(TASK STATEMENT)
Restate the listing below word for word; no pictures belong in the copy.

(DATA PROVIDED)
____________

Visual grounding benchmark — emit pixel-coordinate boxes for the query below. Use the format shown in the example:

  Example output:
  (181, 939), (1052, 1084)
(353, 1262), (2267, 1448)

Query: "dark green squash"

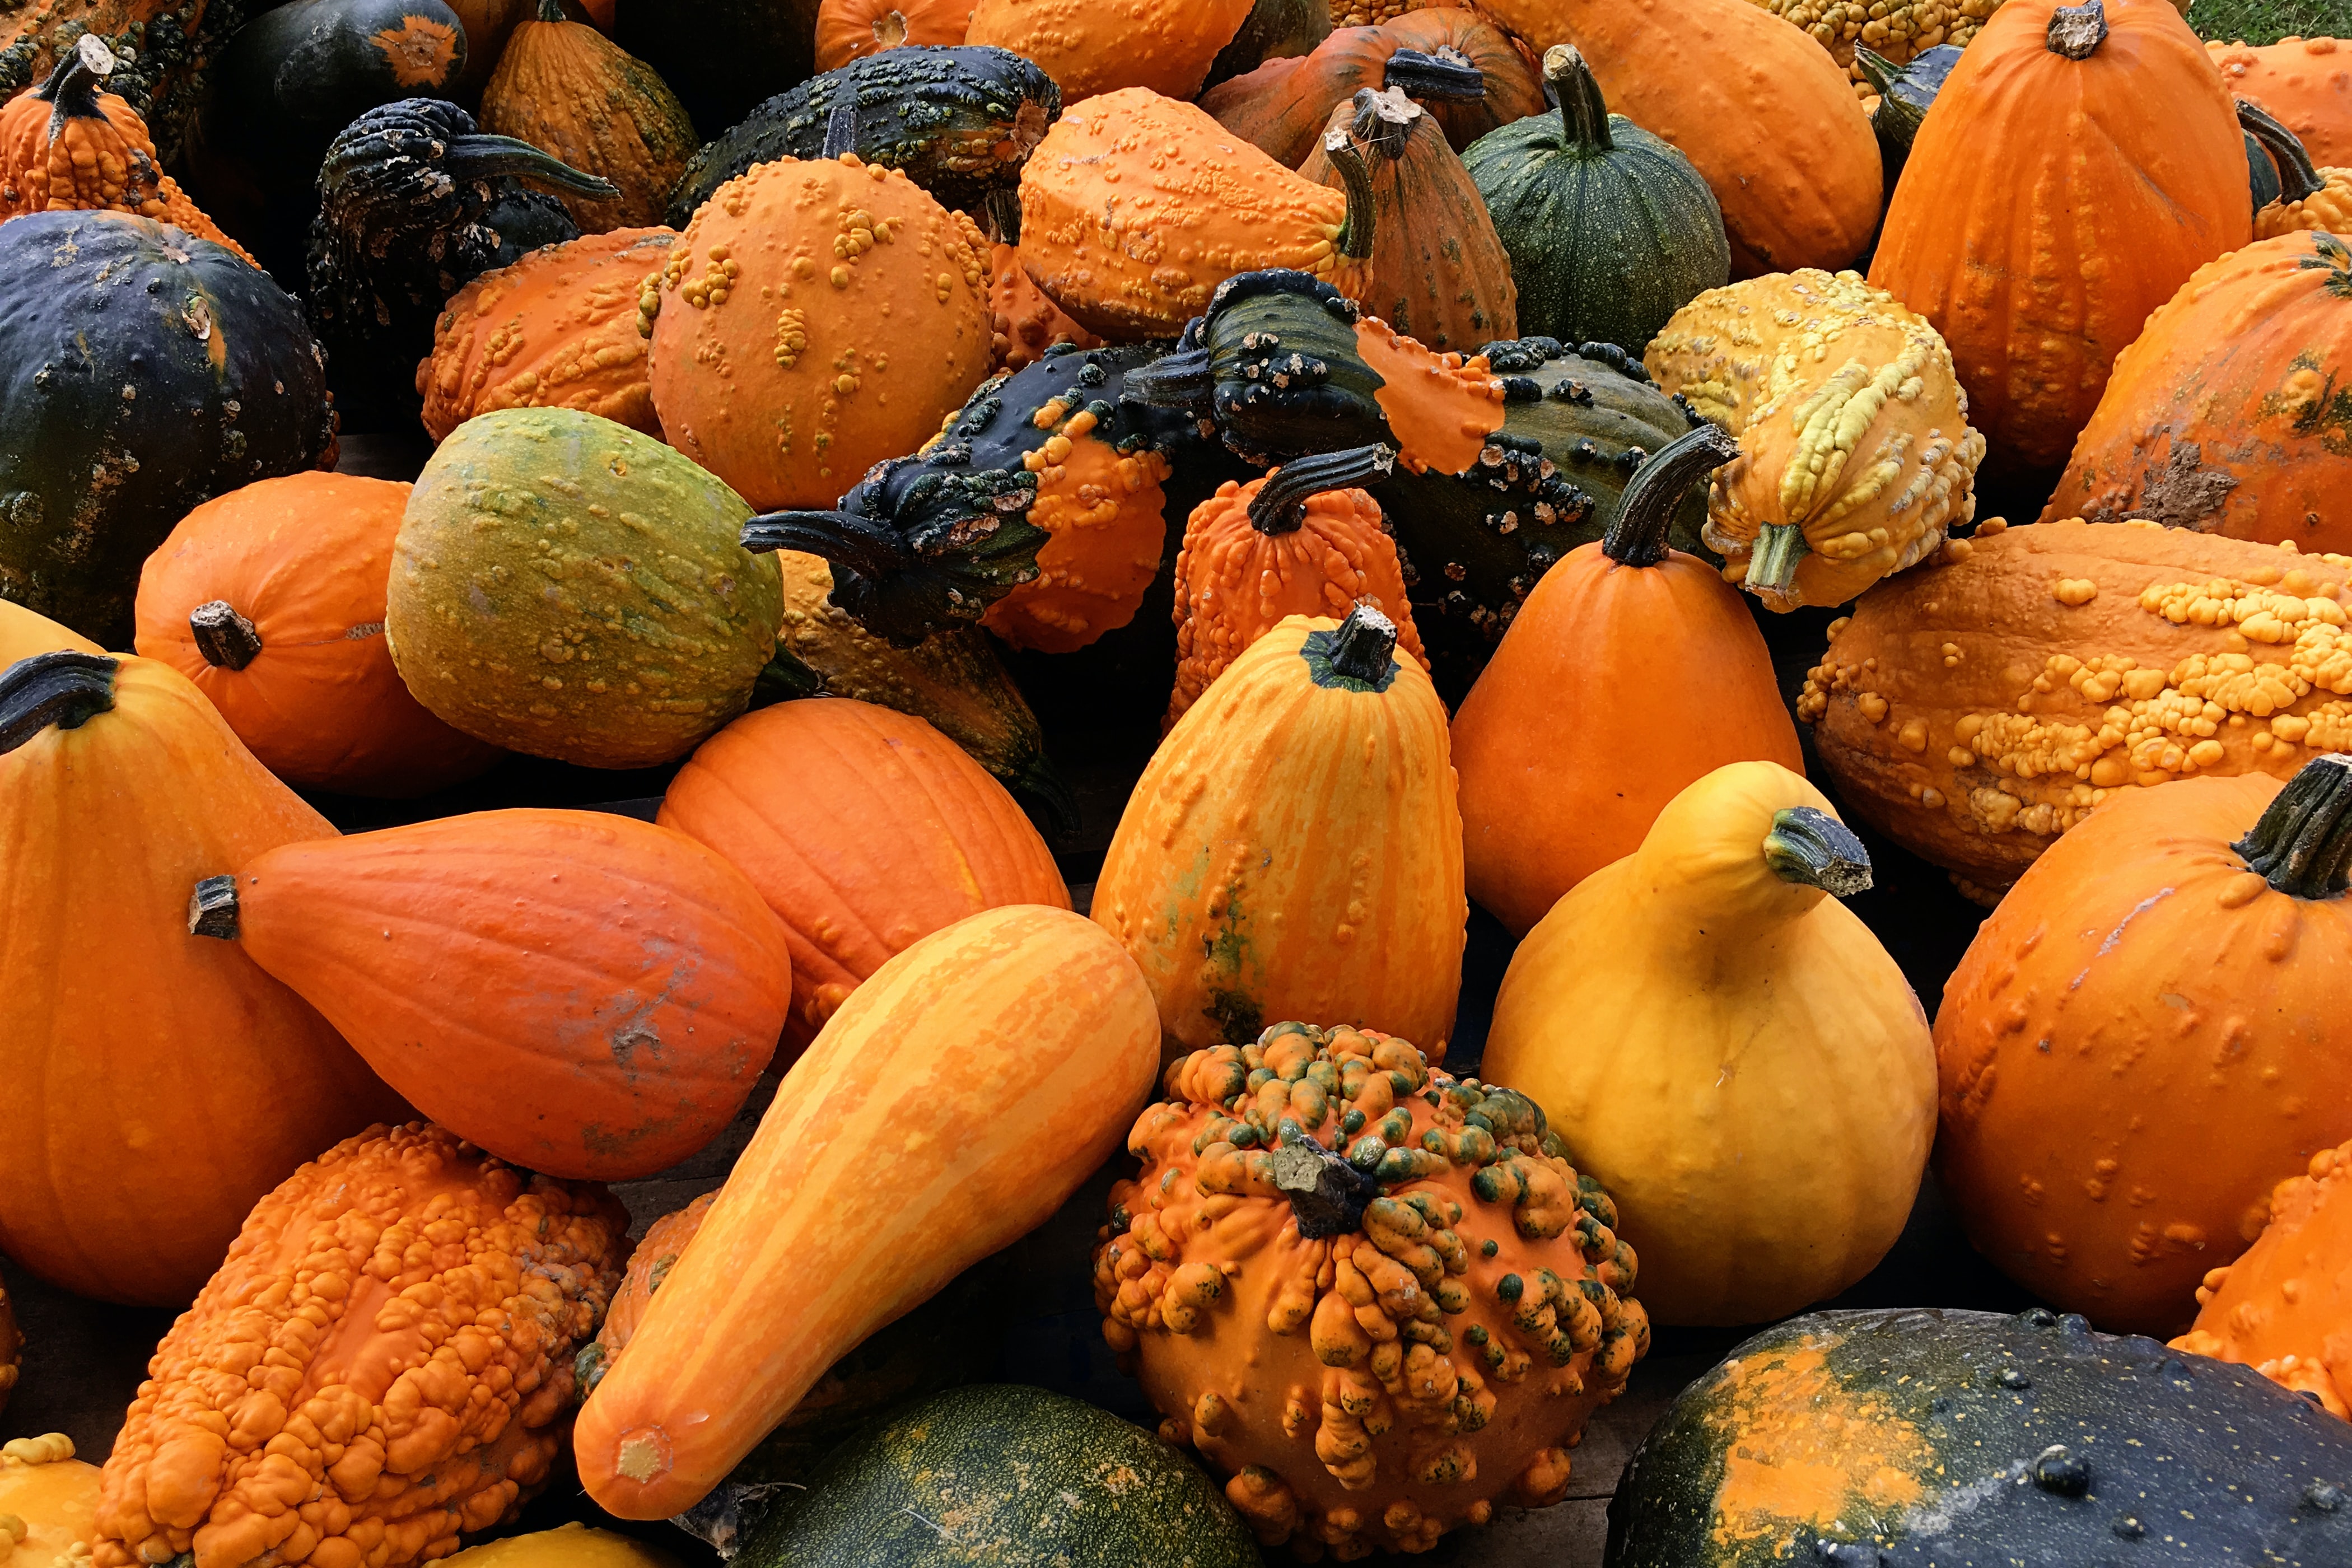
(1606, 1306), (2352, 1568)
(1462, 45), (1726, 359)
(0, 0), (242, 166)
(1201, 0), (1332, 91)
(0, 212), (337, 649)
(2239, 99), (2327, 220)
(1854, 44), (1963, 195)
(732, 1385), (1263, 1568)
(664, 45), (1058, 228)
(616, 0), (822, 146)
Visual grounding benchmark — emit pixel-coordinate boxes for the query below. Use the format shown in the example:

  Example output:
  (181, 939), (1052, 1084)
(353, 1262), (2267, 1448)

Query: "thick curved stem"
(1323, 133), (1378, 263)
(1272, 1137), (1376, 1239)
(823, 97), (860, 161)
(0, 651), (118, 755)
(1327, 603), (1397, 683)
(1602, 422), (1738, 567)
(1763, 806), (1873, 897)
(189, 601), (263, 670)
(740, 508), (917, 579)
(535, 0), (566, 18)
(1125, 344), (1214, 412)
(445, 134), (620, 199)
(2239, 99), (2326, 205)
(1383, 45), (1485, 102)
(43, 33), (116, 142)
(2234, 753), (2352, 899)
(1855, 47), (1925, 155)
(2046, 0), (2107, 59)
(188, 875), (242, 940)
(1346, 87), (1421, 163)
(1743, 521), (1810, 609)
(1544, 45), (1612, 154)
(1249, 444), (1396, 534)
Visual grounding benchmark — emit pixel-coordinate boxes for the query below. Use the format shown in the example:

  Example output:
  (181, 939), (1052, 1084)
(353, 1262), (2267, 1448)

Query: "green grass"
(2191, 0), (2351, 44)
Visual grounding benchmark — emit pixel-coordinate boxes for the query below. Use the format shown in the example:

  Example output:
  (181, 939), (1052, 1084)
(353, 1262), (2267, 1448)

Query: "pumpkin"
(0, 1), (237, 167)
(1096, 1023), (1647, 1558)
(964, 0), (1254, 101)
(0, 211), (337, 648)
(1483, 762), (1936, 1326)
(417, 226), (675, 441)
(988, 240), (1102, 370)
(1166, 444), (1425, 728)
(132, 473), (503, 798)
(2176, 1134), (2352, 1416)
(0, 651), (400, 1305)
(615, 0), (822, 136)
(663, 46), (1060, 228)
(645, 152), (995, 513)
(740, 343), (1206, 653)
(0, 599), (99, 666)
(1199, 10), (1547, 167)
(1868, 0), (2252, 470)
(1094, 605), (1464, 1060)
(1018, 88), (1374, 338)
(2210, 36), (2352, 167)
(2040, 231), (2352, 549)
(1462, 46), (1726, 359)
(1606, 1306), (2352, 1566)
(1935, 754), (2352, 1333)
(1796, 519), (2352, 895)
(1748, 0), (2005, 92)
(443, 1523), (682, 1567)
(1477, 0), (1880, 277)
(189, 807), (793, 1182)
(815, 0), (976, 69)
(1452, 426), (1805, 936)
(391, 408), (786, 769)
(574, 906), (1160, 1519)
(2245, 102), (2352, 237)
(477, 0), (695, 232)
(1645, 268), (1987, 611)
(1854, 42), (1963, 192)
(658, 697), (1069, 1056)
(0, 1434), (102, 1568)
(1297, 87), (1517, 354)
(94, 1123), (630, 1568)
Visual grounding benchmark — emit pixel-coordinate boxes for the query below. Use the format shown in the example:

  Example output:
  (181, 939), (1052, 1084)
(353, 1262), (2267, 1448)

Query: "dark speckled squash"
(1606, 1306), (2352, 1568)
(0, 212), (337, 648)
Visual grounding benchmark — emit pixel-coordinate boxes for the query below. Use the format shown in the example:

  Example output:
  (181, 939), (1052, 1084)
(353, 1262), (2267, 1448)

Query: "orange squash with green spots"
(2177, 1133), (2352, 1416)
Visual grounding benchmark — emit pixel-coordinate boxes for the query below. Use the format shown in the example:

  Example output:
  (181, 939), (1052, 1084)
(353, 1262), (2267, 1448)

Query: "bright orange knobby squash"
(2173, 1134), (2352, 1417)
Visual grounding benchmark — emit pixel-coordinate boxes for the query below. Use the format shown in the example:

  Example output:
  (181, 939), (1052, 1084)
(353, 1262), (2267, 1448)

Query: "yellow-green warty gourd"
(1480, 762), (1936, 1328)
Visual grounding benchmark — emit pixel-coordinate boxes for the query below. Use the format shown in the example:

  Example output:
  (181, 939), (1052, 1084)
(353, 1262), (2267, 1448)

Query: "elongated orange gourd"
(575, 905), (1160, 1519)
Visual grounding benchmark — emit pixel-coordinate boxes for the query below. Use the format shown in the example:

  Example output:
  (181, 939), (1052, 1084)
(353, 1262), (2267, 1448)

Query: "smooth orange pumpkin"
(964, 0), (1253, 101)
(2174, 1132), (2352, 1416)
(814, 0), (974, 68)
(2210, 36), (2352, 167)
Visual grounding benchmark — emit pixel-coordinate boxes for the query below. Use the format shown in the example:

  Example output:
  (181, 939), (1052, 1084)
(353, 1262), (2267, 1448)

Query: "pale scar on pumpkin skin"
(1706, 1342), (1931, 1552)
(372, 19), (460, 86)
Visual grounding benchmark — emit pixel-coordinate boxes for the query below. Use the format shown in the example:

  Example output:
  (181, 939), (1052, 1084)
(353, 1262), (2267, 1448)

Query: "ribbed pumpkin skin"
(2041, 232), (2352, 550)
(2174, 1137), (2352, 1416)
(1093, 613), (1466, 1061)
(574, 906), (1160, 1520)
(815, 0), (976, 69)
(0, 656), (400, 1306)
(223, 808), (794, 1182)
(658, 699), (1069, 1055)
(1934, 774), (2352, 1334)
(1869, 0), (2251, 469)
(963, 0), (1253, 101)
(2210, 37), (2352, 167)
(133, 474), (505, 797)
(479, 7), (697, 231)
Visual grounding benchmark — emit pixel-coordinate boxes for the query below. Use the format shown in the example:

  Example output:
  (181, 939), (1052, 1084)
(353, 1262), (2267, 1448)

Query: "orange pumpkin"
(814, 0), (974, 68)
(133, 473), (505, 797)
(2210, 35), (2352, 167)
(964, 0), (1254, 101)
(2174, 1131), (2352, 1417)
(987, 241), (1101, 370)
(657, 697), (1070, 1056)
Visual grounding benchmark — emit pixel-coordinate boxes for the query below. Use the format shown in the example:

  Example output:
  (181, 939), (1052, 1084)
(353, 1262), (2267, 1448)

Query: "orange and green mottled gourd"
(1868, 0), (2251, 470)
(1096, 1023), (1649, 1558)
(645, 153), (996, 510)
(573, 905), (1161, 1519)
(0, 651), (402, 1307)
(419, 227), (676, 440)
(1018, 88), (1375, 338)
(188, 808), (792, 1181)
(478, 0), (698, 231)
(1483, 763), (1936, 1327)
(657, 697), (1068, 1055)
(963, 0), (1254, 101)
(1644, 268), (1986, 611)
(2041, 230), (2352, 550)
(2210, 36), (2352, 167)
(1936, 755), (2352, 1334)
(1453, 426), (1806, 937)
(1166, 445), (1425, 729)
(2174, 1135), (2352, 1417)
(92, 1123), (631, 1568)
(133, 473), (505, 798)
(815, 0), (976, 70)
(0, 1434), (103, 1568)
(443, 1522), (683, 1567)
(1094, 605), (1465, 1062)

____________

(RESULT FOR THIS TASK)
Visual grounding benchmark — emit pixel-coordinate boxes for the query below. Use the format shown in the example:

  Example output:
  (181, 939), (1052, 1084)
(353, 1262), (2267, 1448)

Query: "dark green squash"

(1606, 1306), (2352, 1568)
(1462, 45), (1726, 359)
(0, 0), (242, 166)
(1201, 0), (1332, 91)
(0, 212), (337, 649)
(2239, 99), (2327, 220)
(1854, 44), (1963, 195)
(732, 1385), (1263, 1568)
(664, 45), (1058, 228)
(616, 0), (822, 146)
Visual grounding benchmark — emit pixel-coordinate boxes for the query below. Use the format shown in the example:

  Example output:
  (181, 939), (1052, 1084)
(353, 1262), (2267, 1448)

Query: "thick curved stem"
(1323, 133), (1378, 263)
(1272, 1137), (1376, 1239)
(823, 97), (860, 161)
(0, 651), (118, 755)
(1327, 603), (1397, 683)
(1602, 422), (1738, 567)
(1763, 806), (1873, 897)
(189, 601), (263, 670)
(740, 508), (917, 579)
(535, 0), (566, 18)
(1125, 344), (1214, 412)
(445, 134), (620, 199)
(2239, 99), (2326, 205)
(1383, 45), (1485, 102)
(43, 33), (116, 142)
(2234, 753), (2352, 899)
(1855, 47), (1925, 155)
(2046, 0), (2107, 59)
(188, 875), (242, 940)
(1346, 87), (1421, 163)
(1743, 521), (1810, 609)
(1544, 45), (1612, 154)
(1249, 444), (1396, 534)
Visual grounding benchmark — emit pixel-coordinate boxes for the query below. Use the format shown in the example:

  Example output:
  (181, 939), (1052, 1084)
(353, 1262), (2267, 1448)

Query: "green grass"
(2191, 0), (2351, 44)
Visual grounding benchmark — emit pixel-coordinate boxes for the query below. Use the format shown in the example:

  Example output:
  (181, 939), (1052, 1084)
(353, 1262), (2267, 1448)

Query: "pumpkin"
(0, 1), (237, 167)
(1096, 1023), (1647, 1558)
(964, 0), (1254, 101)
(0, 211), (337, 648)
(1483, 762), (1936, 1326)
(417, 226), (675, 441)
(988, 240), (1102, 370)
(1166, 444), (1425, 728)
(132, 473), (503, 798)
(2176, 1134), (2352, 1416)
(0, 651), (400, 1305)
(615, 0), (822, 136)
(663, 46), (1060, 228)
(645, 152), (995, 513)
(740, 343), (1206, 653)
(0, 599), (99, 666)
(1199, 10), (1547, 167)
(1868, 0), (2252, 470)
(1094, 605), (1464, 1060)
(1018, 88), (1374, 338)
(2210, 36), (2352, 167)
(2040, 231), (2352, 549)
(1462, 46), (1726, 359)
(1606, 1306), (2352, 1566)
(1935, 754), (2352, 1333)
(1796, 519), (2352, 895)
(1748, 0), (2005, 92)
(443, 1523), (682, 1567)
(1477, 0), (1880, 277)
(189, 807), (793, 1182)
(815, 0), (976, 69)
(1452, 426), (1805, 936)
(391, 408), (786, 769)
(574, 906), (1160, 1519)
(2245, 102), (2352, 237)
(477, 0), (695, 232)
(1645, 268), (1987, 611)
(1854, 42), (1963, 192)
(658, 697), (1069, 1056)
(0, 1434), (102, 1568)
(1297, 87), (1517, 354)
(94, 1123), (630, 1568)
Visual grounding benchmark — emit pixel-coordinate boxes for the query below. Use the format shown in the example:

  Example output:
  (181, 939), (1052, 1084)
(353, 1262), (2267, 1448)

Query: "dark speckled squash"
(1606, 1306), (2352, 1568)
(0, 212), (337, 648)
Visual grounding benchmark — emit pixel-coordinate boxes for the query below. Use the format shown in the example:

  Example output:
  (181, 939), (1052, 1084)
(353, 1262), (2267, 1448)

Query: "orange squash with green spots"
(2177, 1133), (2352, 1416)
Visual grounding benchmark — emit pixel-coordinate boxes for the query below. Use the format shown in the example:

  Example output:
  (181, 939), (1052, 1084)
(353, 1262), (2267, 1448)

Query: "bright orange knobby squash"
(2173, 1134), (2352, 1417)
Visual grounding benchmark — emit pixel-coordinate boxes for the query below. Use the format shown in the example:

  Example output:
  (181, 939), (1052, 1084)
(353, 1262), (2267, 1448)

Query: "yellow-green warty gourd"
(1480, 762), (1936, 1328)
Visual grounding benchmark — emit pixel-coordinate boxes for the query below. Use the format shown in the example:

  Example output:
  (181, 939), (1052, 1084)
(353, 1262), (2267, 1448)

Query: "elongated orange gourd"
(575, 905), (1160, 1519)
Visual grounding benchmark — emit pixel-coordinate boxes for the query below. Use the format shown in the example:

  Example output:
  (181, 939), (1052, 1084)
(353, 1262), (2267, 1448)

Query: "smooth orange pumpkin"
(964, 0), (1253, 101)
(2174, 1132), (2352, 1416)
(814, 0), (974, 68)
(2210, 36), (2352, 167)
Visual grounding benchmark — emit pixel-coordinate boxes for the query below. Use the format shown in the example:

  Example output:
  (181, 939), (1052, 1084)
(353, 1262), (2267, 1448)

Query: "pale scar on pumpkin skin"
(1706, 1342), (1931, 1552)
(372, 19), (460, 86)
Visual grounding benchmark — emit pixel-coordinate boxes for the query below. Use the format shown in the example:

  Example output:
  (181, 939), (1052, 1084)
(353, 1262), (2267, 1448)

Query: "ribbed pumpkin skin"
(2041, 232), (2352, 550)
(2174, 1137), (2352, 1416)
(1093, 613), (1466, 1061)
(574, 906), (1160, 1520)
(815, 0), (976, 69)
(0, 656), (400, 1306)
(223, 808), (794, 1182)
(658, 699), (1069, 1055)
(1934, 774), (2352, 1334)
(1869, 0), (2251, 469)
(963, 0), (1253, 101)
(2210, 37), (2352, 167)
(133, 474), (505, 797)
(479, 7), (697, 231)
Visual grounding benchmark — emit pixel-coordinate boxes for the query below. Use the format shown in the example:

  Example output:
  (181, 939), (1052, 1084)
(353, 1262), (2267, 1448)

Query: "orange pumpkin"
(814, 0), (974, 68)
(133, 473), (505, 797)
(2210, 35), (2352, 167)
(964, 0), (1254, 101)
(2174, 1131), (2352, 1417)
(987, 241), (1101, 370)
(657, 697), (1070, 1056)
Visual grounding benchmark — emit pixel-coordinate boxes for the query below. Use the format shown in the example:

  Example output:
  (181, 939), (1052, 1084)
(353, 1262), (2267, 1448)

Query: "orange and green mottled gourd"
(1868, 0), (2251, 470)
(1096, 1023), (1649, 1558)
(645, 153), (996, 510)
(573, 905), (1161, 1519)
(0, 651), (402, 1307)
(419, 227), (676, 440)
(1018, 88), (1375, 338)
(188, 808), (792, 1181)
(478, 0), (698, 231)
(1483, 763), (1936, 1327)
(657, 697), (1068, 1055)
(963, 0), (1254, 101)
(1644, 268), (1986, 611)
(2041, 230), (2352, 550)
(2210, 36), (2352, 167)
(1936, 755), (2352, 1334)
(1453, 426), (1806, 937)
(1166, 445), (1425, 729)
(2174, 1135), (2352, 1417)
(92, 1123), (631, 1568)
(133, 473), (505, 798)
(815, 0), (976, 70)
(0, 1434), (103, 1568)
(443, 1522), (683, 1567)
(1094, 605), (1465, 1062)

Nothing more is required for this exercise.